→ RECORD LIST
((

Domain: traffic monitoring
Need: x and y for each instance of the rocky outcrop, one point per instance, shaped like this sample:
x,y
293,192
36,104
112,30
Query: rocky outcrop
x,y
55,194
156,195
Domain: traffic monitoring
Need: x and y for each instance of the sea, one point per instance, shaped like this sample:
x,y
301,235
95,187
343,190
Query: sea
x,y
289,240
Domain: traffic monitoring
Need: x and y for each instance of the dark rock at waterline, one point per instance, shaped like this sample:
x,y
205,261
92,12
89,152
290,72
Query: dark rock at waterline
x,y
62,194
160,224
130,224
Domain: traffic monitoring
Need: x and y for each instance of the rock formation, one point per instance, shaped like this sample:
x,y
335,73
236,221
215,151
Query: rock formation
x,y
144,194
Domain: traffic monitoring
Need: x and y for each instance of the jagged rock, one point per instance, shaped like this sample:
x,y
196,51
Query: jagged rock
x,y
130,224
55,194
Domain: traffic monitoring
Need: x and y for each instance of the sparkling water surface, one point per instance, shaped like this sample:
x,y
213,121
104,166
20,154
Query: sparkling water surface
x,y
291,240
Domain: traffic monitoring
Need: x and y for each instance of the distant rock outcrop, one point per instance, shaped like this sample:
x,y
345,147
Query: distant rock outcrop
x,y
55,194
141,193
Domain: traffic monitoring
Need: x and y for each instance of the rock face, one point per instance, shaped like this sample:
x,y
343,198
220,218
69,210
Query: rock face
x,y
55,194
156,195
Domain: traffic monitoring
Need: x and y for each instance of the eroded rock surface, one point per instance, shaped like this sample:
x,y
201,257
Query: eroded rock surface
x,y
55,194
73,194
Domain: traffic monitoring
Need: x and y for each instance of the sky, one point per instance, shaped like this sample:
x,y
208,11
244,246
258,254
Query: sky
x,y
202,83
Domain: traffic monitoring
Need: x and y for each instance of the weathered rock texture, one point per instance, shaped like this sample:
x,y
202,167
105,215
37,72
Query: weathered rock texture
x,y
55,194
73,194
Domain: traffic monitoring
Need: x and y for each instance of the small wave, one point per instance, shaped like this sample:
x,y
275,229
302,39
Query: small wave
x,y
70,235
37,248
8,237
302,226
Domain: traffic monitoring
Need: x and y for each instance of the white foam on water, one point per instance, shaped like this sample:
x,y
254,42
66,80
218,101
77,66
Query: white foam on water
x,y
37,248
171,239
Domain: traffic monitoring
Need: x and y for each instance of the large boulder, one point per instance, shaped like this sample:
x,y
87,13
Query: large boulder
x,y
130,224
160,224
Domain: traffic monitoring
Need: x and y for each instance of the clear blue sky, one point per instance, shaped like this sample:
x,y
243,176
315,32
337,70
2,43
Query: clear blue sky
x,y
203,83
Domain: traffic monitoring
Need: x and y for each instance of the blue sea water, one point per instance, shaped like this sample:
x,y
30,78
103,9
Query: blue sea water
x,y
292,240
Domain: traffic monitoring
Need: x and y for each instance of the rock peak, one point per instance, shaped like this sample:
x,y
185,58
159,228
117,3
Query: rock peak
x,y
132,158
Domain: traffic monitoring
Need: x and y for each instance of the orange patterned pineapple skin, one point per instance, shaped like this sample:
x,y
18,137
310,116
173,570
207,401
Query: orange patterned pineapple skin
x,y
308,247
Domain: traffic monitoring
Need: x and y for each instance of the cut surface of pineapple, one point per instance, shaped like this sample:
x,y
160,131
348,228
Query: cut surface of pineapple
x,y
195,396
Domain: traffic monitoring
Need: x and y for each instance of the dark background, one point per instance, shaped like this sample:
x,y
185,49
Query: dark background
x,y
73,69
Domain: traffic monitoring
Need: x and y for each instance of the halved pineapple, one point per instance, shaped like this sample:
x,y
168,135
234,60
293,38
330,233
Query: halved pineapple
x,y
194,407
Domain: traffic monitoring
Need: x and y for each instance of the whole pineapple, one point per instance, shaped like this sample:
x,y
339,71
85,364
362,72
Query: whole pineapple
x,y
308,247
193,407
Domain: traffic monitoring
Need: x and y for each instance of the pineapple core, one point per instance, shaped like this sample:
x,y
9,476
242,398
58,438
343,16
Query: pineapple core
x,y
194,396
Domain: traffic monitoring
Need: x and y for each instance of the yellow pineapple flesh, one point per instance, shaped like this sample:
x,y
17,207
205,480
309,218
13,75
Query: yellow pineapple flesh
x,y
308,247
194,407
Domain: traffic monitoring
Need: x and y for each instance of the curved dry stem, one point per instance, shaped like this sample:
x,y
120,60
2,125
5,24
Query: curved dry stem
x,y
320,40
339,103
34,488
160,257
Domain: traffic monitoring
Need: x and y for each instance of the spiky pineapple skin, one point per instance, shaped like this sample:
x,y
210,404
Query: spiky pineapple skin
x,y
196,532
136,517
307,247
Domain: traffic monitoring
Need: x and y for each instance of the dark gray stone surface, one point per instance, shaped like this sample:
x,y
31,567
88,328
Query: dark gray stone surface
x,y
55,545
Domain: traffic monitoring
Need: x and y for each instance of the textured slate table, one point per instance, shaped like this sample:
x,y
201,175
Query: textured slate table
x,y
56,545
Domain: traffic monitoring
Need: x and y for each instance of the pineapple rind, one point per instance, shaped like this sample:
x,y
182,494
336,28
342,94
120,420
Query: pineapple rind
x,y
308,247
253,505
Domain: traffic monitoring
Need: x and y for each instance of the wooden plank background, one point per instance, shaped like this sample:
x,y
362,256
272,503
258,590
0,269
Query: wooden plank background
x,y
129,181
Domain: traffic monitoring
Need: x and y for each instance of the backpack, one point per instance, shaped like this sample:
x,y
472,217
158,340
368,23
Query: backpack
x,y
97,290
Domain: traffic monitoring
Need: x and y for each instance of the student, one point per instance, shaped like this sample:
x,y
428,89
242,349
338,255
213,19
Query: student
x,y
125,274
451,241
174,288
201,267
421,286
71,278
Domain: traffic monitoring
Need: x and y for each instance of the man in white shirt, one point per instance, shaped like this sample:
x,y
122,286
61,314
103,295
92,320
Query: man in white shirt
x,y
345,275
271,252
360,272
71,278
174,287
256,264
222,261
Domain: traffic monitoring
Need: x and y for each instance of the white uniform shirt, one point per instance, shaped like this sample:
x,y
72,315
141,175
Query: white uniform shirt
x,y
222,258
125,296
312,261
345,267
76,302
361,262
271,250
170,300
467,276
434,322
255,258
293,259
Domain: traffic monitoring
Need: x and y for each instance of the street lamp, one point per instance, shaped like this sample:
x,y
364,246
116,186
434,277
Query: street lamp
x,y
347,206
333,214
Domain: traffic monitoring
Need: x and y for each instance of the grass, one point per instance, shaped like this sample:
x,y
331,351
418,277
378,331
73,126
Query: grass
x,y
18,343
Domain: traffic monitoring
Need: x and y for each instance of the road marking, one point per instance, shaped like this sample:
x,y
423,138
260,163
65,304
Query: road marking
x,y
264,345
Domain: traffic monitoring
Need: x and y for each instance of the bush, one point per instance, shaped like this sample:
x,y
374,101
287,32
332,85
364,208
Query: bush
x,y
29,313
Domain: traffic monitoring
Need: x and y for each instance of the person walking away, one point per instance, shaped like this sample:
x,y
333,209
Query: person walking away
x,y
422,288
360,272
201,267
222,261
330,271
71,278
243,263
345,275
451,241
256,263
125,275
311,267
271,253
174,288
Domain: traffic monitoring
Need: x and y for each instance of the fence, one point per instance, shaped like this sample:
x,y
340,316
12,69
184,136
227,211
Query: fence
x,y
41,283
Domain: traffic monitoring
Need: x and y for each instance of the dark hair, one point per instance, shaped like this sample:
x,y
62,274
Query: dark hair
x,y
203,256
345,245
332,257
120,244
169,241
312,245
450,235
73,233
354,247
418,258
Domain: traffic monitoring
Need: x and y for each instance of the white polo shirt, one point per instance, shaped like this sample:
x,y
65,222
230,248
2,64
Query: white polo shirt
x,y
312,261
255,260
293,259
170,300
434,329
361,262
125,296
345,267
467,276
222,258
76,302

))

→ REQUEST
Please return each line above that contains the word "skin", copying every such line in full.

→ THE RESULT
Need: x and y for each instance of the orange patterned pineapple skin, one point per instance, shaped like this sample:
Query: orange patterned pineapple skin
Need: x and y for each instance of the spiky pineapple skin, one point per instance, shaped like this sample:
Query: spiky pineapple skin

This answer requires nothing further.